Qué hacer » Según el texto sobre la resistencia y la política, ¿qué resurge hoy en Europa, incluso a nivel institucional?

Texto de origen »
*****
La idea del aniquilamiento de las posibilidades de resistencia (incluso tomada tendencialmente), correspondiente al paso de la calidad de agente, o de actor de su propia vida y de su propia historia, al de “víctima” y más allá, de víctima impotente o de “cosa”, implica el cruce de un límite cuya existencia no es certera, ni tampoco verdaderamente concebible. Pero el hecho mismo de tratar de acercarse al punto en que lo sería, constituye también un medio privilegiado para definir lo que está en juego en la posibilidad y la imposibilidad de la política. Lo que no quiere decir solamente: ¿en qué momento podemos temer o constatar que una política existente se encuentra aniquilada?, sino también, ¿cuándo debemos postular que la política debe ser inventada, ampliada o refundada, para que la resistencia, a priori imposible, entre en la esfera de lo posible?

 

Hay que intentar constituir una metodología más precisa para analizar a la vez aquello que cristaliza causalidades heterogéneas y aquello que inesperadamente las excede a todas en un paso al acto criminal, de quienes arrastrados a él pierden la libertad de detenerse, y que son conducidos a su propia consumación. Este asunto es aún más candente al ver cómo resurgen hoy en Europa (incluso a nivel institucional) las tendencias racistas y los comportamientos xenofóbicos que habían sido oficialmente desterrados; y descubrimos en muchas partes del mundo “antiguo” y “nuevo”, colonizador o colonizado, desarrollado o subdesarrollado, la actualidad aparentemente inmutable de la guerra de religión en su discurso y sus mandatos.
*****
Lista de entradas »

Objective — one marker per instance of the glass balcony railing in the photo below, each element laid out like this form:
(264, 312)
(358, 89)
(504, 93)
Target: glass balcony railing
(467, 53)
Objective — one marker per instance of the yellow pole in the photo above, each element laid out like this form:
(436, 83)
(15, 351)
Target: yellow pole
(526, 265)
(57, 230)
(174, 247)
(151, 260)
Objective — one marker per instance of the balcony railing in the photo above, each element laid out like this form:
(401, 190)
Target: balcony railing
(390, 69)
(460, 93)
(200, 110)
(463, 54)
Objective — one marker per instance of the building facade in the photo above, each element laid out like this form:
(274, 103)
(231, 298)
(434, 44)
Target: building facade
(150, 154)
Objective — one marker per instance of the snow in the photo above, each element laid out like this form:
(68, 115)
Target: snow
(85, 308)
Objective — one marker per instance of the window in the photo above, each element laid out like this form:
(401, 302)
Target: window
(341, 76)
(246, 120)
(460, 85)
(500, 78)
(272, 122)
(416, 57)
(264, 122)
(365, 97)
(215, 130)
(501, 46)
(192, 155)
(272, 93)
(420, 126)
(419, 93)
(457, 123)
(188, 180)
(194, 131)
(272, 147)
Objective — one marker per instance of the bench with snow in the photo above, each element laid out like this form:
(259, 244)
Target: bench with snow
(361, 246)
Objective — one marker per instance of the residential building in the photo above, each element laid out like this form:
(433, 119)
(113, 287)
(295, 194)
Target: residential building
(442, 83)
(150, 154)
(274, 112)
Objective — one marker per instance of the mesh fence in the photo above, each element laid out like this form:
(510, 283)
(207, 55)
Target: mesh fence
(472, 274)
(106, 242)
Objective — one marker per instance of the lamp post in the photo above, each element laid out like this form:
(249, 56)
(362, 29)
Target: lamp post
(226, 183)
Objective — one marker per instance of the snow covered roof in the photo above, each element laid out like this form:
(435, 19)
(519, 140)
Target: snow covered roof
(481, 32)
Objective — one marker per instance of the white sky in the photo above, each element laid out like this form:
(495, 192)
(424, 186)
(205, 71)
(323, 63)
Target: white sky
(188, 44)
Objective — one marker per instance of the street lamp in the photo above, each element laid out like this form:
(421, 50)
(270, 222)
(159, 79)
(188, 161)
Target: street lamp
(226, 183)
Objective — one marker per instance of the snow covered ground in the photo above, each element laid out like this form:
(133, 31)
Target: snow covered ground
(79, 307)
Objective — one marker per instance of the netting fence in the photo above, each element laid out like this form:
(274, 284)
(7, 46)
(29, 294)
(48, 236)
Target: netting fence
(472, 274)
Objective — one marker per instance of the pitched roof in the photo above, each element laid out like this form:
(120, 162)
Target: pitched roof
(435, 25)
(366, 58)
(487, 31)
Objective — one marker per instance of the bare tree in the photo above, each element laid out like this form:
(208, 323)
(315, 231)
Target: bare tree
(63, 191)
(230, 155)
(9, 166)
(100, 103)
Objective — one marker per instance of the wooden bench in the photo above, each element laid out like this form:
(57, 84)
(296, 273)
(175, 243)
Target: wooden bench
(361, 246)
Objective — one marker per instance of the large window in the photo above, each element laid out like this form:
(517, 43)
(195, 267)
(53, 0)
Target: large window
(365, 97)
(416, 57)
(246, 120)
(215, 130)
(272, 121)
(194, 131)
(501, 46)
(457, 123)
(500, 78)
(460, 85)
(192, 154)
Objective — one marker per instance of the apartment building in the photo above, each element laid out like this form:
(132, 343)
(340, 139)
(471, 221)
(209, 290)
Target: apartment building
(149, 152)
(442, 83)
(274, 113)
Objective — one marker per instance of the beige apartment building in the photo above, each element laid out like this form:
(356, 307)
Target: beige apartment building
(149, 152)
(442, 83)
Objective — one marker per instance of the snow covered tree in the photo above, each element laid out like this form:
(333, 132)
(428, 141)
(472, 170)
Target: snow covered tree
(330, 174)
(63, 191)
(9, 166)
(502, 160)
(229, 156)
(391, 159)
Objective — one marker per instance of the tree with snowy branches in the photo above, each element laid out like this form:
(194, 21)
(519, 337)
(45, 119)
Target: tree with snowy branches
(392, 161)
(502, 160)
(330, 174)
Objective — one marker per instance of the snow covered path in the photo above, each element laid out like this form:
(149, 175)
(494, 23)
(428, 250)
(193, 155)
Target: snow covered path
*****
Ejercicio resuelto » Resurgen las tendencias racistas y los comportamientos xenofóbicos que habían sido oficialmente desterrados.